Available data »
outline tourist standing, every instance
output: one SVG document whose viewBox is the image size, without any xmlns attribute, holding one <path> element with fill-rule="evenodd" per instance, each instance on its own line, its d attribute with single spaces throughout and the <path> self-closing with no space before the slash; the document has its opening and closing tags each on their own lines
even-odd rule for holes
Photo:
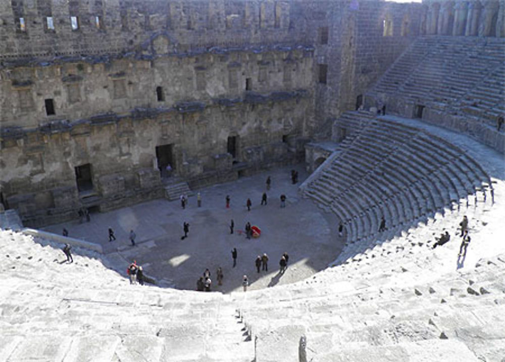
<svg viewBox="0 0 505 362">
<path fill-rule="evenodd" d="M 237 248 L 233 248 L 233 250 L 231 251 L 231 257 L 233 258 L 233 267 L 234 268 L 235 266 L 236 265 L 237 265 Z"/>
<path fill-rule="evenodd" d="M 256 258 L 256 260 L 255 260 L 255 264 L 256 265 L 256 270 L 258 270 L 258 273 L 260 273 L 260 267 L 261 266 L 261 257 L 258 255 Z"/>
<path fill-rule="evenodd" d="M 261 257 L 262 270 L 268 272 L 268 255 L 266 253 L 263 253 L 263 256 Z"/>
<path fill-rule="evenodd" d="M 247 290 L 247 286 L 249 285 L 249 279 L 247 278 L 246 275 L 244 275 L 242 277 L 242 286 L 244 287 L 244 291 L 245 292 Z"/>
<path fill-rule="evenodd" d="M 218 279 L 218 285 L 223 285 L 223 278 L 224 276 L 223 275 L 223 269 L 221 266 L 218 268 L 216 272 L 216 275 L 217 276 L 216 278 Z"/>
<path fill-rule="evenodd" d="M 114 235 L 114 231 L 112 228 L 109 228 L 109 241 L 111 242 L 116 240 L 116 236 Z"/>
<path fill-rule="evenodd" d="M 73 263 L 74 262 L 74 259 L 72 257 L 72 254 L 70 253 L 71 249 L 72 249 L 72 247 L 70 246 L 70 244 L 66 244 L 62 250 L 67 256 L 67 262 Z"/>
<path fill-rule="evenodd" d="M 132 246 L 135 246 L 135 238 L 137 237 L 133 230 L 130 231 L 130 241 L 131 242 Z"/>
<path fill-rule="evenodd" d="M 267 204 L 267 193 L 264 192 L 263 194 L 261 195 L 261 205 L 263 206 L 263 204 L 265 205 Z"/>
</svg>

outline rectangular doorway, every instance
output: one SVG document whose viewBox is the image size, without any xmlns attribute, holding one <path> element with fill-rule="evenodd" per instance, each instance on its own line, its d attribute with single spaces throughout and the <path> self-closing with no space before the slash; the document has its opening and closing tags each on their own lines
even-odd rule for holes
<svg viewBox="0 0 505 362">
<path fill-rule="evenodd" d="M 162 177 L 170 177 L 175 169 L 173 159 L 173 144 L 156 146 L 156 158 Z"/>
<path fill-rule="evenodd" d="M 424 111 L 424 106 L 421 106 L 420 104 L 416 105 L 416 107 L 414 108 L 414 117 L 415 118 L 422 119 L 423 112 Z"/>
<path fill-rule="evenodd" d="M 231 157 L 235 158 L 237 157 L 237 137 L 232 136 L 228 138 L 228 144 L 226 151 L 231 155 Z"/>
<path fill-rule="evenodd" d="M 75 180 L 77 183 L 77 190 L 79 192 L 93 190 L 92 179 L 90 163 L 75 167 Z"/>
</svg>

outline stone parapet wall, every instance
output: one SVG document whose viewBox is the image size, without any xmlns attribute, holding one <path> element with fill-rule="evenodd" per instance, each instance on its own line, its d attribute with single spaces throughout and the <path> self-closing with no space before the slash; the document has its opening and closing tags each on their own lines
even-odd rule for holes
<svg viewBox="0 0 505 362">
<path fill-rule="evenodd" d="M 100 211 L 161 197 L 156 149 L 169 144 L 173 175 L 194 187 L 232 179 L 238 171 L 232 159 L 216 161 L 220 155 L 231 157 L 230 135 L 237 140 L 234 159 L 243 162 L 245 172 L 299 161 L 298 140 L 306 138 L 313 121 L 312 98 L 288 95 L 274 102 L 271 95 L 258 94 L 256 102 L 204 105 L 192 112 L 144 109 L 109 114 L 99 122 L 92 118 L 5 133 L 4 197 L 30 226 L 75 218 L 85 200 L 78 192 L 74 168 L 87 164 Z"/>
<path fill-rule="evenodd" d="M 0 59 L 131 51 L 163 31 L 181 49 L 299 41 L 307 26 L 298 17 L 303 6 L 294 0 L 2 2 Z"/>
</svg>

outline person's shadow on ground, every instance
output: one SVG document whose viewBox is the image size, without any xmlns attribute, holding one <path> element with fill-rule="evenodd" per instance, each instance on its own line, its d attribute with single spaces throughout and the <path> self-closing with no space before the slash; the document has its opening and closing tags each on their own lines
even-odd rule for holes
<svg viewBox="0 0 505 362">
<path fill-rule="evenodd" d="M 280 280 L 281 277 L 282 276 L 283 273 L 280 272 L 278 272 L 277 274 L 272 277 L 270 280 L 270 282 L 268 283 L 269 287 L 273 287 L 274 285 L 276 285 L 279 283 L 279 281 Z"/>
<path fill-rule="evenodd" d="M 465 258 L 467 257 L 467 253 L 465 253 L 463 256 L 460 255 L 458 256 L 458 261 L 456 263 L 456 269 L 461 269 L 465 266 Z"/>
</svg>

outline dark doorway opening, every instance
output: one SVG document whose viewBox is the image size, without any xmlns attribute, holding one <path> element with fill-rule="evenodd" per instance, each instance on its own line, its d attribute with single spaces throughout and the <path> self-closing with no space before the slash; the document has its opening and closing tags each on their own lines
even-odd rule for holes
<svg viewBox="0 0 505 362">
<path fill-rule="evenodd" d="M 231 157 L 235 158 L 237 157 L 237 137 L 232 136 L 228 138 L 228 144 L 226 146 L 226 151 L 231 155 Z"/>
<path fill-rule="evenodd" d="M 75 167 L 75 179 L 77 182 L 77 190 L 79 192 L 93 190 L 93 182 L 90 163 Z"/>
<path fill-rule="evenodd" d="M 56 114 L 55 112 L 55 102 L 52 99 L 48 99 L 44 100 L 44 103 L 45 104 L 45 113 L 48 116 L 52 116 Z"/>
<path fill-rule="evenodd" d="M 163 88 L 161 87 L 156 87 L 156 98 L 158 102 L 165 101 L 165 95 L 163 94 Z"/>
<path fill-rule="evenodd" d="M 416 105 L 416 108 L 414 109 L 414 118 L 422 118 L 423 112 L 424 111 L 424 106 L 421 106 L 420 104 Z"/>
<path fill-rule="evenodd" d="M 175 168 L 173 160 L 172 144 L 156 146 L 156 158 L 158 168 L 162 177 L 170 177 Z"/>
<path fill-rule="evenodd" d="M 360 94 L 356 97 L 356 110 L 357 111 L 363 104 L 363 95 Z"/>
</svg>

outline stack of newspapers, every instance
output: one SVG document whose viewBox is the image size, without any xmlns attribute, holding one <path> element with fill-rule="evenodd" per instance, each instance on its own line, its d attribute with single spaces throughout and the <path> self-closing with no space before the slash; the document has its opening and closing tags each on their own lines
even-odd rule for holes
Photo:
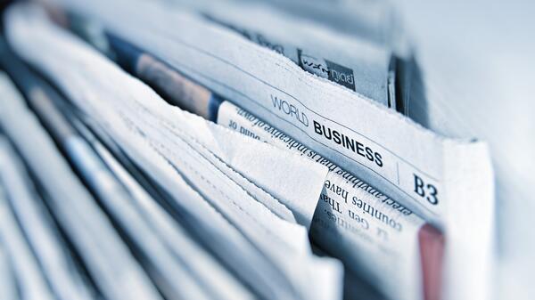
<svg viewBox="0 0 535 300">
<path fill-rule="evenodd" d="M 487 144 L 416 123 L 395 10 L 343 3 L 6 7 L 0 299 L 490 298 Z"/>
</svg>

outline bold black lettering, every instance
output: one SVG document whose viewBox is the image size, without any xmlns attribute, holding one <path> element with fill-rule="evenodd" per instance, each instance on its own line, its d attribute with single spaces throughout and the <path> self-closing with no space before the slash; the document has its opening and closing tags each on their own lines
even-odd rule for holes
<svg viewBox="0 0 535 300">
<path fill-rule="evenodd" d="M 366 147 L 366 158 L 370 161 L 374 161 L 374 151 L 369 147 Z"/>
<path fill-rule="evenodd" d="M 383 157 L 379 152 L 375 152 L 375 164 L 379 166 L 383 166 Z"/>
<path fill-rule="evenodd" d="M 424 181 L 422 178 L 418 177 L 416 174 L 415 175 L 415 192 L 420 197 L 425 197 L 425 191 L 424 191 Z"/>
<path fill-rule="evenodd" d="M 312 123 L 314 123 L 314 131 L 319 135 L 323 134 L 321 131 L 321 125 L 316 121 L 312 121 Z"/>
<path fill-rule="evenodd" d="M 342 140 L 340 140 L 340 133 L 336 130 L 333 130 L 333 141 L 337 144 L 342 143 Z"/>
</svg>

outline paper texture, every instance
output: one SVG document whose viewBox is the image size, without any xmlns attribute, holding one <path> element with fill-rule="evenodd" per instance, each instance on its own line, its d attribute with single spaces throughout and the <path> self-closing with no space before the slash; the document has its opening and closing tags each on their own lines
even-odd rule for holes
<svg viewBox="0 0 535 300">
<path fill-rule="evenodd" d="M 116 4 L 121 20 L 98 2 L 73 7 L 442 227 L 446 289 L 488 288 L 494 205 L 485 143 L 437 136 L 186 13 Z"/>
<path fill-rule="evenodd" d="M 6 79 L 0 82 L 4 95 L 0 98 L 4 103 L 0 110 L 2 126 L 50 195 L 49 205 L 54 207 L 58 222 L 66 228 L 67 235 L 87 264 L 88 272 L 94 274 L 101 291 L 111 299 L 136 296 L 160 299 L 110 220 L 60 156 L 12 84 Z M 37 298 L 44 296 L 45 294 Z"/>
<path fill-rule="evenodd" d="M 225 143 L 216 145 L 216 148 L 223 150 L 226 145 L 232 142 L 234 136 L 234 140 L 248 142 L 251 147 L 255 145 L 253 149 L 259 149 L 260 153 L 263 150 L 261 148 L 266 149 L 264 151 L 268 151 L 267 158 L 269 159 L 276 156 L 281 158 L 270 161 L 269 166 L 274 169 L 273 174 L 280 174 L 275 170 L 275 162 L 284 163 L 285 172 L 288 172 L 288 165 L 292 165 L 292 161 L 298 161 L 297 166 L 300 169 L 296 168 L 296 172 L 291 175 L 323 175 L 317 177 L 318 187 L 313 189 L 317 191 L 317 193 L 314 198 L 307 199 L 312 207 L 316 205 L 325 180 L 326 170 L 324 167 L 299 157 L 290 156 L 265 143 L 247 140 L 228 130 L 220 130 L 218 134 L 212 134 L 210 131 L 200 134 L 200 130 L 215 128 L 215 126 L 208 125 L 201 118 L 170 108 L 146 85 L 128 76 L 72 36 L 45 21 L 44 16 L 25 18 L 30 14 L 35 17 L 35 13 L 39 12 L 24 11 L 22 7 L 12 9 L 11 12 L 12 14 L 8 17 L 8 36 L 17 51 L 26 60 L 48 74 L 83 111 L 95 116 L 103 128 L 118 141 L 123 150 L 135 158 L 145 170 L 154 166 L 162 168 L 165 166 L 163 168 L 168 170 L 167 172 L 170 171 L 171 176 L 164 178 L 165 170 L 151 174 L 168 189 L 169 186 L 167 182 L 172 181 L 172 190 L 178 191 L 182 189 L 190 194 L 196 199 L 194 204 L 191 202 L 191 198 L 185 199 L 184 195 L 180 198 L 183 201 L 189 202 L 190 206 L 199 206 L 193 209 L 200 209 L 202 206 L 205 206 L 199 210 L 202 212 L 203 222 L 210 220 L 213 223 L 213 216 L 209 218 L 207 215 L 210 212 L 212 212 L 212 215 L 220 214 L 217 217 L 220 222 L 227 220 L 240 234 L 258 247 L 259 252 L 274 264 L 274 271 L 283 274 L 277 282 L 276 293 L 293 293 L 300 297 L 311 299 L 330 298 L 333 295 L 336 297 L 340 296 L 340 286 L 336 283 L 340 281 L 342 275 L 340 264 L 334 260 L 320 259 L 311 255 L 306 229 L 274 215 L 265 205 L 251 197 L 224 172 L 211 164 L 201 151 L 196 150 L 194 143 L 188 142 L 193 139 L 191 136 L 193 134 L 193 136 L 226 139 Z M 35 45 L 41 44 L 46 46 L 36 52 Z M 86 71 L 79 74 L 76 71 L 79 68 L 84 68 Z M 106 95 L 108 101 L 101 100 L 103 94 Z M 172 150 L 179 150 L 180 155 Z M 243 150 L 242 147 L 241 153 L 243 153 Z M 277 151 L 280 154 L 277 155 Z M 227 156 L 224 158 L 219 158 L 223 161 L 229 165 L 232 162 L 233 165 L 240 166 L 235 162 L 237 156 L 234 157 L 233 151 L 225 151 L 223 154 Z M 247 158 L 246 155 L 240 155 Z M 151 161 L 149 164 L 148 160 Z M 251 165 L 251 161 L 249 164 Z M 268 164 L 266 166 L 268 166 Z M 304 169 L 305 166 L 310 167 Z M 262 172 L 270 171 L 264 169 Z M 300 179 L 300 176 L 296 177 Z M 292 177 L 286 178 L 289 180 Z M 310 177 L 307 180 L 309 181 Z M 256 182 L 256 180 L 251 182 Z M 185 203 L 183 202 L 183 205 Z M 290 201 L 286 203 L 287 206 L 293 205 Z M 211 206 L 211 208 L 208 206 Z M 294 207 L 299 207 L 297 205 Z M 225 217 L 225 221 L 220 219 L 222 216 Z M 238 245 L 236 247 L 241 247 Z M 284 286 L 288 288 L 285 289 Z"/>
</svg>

Description of the task » Reproduce the lines of the records unchanged, starting at the line that contains "outline stone parapet wall, every instance" and ending at the line that contains "100 211 L 161".

Output of the task »
outline stone parapet wall, every instance
output: one SVG document whose viewBox is the image size, without any xmlns attribute, holding one <path> element with fill-rule="evenodd" per instance, each instance on its own line, its d attribute with single spaces throughout and the <path> self-closing with no space before the slash; the document has its opening and closing tags each on their own lines
even-odd rule for holes
<svg viewBox="0 0 505 362">
<path fill-rule="evenodd" d="M 100 211 L 161 197 L 156 149 L 169 144 L 173 175 L 194 187 L 232 179 L 238 171 L 232 159 L 216 161 L 220 155 L 231 157 L 230 135 L 237 140 L 234 159 L 243 162 L 245 172 L 299 161 L 298 140 L 306 138 L 313 121 L 312 98 L 288 95 L 274 102 L 271 95 L 258 94 L 256 102 L 204 105 L 192 112 L 144 109 L 109 114 L 99 122 L 92 118 L 5 133 L 4 197 L 30 226 L 75 218 L 85 200 L 78 192 L 74 168 L 87 164 Z"/>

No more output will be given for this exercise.